• [Problem statement]: Which of the lines below contain the string "hosta"? Copy each one.

####################

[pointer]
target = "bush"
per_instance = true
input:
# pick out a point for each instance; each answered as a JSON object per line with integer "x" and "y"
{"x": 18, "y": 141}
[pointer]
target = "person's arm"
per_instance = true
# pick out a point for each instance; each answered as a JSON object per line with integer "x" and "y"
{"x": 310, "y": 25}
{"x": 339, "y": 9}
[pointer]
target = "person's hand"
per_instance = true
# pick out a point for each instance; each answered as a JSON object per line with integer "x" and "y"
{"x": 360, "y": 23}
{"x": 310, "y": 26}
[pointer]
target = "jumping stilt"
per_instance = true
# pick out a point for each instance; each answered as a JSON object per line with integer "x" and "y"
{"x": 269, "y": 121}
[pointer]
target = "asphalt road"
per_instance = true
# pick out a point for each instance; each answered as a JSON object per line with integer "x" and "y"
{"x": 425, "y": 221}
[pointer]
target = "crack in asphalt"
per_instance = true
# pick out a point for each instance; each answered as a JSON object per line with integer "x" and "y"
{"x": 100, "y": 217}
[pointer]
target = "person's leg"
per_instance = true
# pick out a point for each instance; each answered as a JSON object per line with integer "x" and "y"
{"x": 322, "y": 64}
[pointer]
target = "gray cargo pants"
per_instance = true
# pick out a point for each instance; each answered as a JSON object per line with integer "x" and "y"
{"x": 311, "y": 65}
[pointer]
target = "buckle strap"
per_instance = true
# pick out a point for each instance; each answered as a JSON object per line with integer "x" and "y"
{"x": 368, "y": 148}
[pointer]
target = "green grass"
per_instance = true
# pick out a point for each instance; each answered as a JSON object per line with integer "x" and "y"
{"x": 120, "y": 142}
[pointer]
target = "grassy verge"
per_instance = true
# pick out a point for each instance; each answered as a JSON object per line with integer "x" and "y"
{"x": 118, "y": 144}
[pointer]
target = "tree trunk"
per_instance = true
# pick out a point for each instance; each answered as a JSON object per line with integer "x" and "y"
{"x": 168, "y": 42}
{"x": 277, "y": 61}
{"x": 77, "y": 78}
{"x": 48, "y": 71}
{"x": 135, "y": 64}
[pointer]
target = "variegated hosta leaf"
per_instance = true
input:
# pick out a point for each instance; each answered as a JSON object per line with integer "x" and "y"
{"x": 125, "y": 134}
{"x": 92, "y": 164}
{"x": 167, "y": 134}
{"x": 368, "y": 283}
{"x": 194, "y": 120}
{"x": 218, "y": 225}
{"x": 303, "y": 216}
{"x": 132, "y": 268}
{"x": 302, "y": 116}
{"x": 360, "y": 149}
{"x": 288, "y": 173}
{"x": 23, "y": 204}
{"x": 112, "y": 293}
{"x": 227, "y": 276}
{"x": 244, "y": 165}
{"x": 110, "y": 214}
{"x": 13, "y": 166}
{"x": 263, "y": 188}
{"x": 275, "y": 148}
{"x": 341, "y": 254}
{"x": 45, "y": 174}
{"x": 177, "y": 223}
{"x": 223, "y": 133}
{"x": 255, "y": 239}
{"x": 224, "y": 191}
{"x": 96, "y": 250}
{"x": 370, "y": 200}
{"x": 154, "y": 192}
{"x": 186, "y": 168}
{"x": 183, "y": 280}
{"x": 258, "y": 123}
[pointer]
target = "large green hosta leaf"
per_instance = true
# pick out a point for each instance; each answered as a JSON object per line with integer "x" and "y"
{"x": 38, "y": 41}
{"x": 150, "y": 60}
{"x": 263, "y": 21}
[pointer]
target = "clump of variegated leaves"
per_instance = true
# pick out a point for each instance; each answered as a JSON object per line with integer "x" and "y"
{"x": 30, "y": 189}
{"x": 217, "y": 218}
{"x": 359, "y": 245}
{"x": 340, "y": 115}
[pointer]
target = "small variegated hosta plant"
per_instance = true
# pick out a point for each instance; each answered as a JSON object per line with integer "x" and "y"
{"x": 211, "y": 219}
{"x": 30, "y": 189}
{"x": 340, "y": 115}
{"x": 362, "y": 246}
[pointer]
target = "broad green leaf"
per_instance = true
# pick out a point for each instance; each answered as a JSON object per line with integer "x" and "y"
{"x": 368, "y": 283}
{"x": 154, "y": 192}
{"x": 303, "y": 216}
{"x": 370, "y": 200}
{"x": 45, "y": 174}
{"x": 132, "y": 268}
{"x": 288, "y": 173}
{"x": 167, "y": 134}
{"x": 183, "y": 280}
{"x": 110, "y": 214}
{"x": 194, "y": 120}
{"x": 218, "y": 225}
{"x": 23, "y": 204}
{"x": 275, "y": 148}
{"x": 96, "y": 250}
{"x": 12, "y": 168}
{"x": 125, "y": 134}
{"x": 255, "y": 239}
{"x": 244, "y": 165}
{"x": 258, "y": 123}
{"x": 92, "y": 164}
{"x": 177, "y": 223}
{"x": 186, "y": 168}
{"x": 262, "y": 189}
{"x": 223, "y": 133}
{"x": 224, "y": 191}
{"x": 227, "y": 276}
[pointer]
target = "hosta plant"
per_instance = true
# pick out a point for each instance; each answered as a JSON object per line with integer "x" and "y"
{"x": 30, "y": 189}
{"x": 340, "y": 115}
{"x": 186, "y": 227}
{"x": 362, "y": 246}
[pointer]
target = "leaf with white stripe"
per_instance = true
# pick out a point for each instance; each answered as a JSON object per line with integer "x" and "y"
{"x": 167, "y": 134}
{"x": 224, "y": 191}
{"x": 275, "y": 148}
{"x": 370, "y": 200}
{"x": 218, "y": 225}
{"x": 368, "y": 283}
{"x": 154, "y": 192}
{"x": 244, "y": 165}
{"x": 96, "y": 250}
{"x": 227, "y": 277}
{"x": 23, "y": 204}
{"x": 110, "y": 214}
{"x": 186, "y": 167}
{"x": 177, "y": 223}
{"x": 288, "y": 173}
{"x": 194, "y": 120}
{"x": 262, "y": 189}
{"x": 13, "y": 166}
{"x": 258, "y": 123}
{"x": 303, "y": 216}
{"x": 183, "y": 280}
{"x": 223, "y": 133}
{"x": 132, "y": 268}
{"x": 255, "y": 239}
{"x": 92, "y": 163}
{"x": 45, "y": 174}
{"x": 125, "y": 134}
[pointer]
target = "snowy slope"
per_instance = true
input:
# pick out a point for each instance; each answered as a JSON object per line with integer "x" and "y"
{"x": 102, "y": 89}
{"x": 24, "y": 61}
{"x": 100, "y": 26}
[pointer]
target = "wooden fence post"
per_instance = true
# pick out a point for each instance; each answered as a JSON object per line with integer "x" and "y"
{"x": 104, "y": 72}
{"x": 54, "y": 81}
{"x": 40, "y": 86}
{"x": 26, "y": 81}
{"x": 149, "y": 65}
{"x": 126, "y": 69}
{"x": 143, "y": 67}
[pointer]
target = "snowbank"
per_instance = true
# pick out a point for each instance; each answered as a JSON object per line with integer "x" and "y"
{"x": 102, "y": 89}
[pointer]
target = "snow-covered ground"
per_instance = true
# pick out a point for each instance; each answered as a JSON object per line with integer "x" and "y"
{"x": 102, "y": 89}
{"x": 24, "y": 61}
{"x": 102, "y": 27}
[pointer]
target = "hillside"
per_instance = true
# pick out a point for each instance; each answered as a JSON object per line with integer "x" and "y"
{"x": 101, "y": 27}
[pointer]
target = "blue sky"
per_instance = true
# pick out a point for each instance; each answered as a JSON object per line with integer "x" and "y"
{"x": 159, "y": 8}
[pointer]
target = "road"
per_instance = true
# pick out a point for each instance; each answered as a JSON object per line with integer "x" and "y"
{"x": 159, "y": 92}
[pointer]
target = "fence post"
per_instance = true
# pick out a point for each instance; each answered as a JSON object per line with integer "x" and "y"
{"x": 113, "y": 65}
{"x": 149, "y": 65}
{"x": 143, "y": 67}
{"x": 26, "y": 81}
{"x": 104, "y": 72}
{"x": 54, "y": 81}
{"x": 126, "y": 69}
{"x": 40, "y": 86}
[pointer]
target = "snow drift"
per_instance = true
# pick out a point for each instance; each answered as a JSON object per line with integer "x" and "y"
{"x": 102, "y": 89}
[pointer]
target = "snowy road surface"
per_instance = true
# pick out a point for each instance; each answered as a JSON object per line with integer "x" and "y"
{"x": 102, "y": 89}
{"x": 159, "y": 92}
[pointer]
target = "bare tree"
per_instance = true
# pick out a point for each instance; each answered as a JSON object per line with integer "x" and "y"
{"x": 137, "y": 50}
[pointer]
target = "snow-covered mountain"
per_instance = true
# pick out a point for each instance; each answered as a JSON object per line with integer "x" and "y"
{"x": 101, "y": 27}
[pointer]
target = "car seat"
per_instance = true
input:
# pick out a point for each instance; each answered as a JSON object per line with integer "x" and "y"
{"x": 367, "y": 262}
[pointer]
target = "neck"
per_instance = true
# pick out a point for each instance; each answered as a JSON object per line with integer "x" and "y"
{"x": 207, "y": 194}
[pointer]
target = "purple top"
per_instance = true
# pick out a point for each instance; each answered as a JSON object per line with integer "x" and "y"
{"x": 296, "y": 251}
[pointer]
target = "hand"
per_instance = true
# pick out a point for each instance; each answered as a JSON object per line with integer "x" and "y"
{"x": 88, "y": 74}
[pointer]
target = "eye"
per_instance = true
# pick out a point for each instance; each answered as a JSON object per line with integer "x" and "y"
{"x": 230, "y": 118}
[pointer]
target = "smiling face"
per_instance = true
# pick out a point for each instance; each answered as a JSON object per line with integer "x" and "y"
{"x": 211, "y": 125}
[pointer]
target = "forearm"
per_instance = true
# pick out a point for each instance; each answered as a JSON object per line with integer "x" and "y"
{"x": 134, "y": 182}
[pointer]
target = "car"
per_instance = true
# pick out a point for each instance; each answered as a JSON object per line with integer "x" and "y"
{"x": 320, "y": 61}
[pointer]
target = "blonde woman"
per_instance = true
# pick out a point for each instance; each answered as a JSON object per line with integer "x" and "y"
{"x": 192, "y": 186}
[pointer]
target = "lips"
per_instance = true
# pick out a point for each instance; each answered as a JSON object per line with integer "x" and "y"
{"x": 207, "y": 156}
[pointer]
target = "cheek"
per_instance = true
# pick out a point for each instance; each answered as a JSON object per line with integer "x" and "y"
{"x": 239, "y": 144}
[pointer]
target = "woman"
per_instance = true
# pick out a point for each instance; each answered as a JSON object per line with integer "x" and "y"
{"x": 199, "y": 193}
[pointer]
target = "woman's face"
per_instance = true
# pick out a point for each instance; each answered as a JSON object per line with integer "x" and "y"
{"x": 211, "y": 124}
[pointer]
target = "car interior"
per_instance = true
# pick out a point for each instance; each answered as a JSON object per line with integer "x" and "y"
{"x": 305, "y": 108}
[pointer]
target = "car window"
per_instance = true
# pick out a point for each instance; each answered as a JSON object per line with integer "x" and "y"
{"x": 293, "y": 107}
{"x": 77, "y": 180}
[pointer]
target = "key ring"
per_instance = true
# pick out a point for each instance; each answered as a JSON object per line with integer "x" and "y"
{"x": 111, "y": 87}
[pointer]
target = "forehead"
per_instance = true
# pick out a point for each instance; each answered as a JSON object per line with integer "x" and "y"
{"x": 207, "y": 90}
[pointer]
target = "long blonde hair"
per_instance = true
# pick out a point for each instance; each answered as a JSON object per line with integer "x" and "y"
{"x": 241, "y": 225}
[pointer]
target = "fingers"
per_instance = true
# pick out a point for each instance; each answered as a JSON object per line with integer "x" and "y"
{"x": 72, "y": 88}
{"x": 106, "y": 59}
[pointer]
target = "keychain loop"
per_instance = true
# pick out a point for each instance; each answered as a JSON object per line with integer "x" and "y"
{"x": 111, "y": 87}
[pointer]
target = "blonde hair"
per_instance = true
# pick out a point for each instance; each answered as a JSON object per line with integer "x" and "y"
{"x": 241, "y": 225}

####################

• [Result]:
target = "variegated hosta leaf"
target = "large green hosta leaf"
target = "small variegated hosta plant"
target = "hosta plant"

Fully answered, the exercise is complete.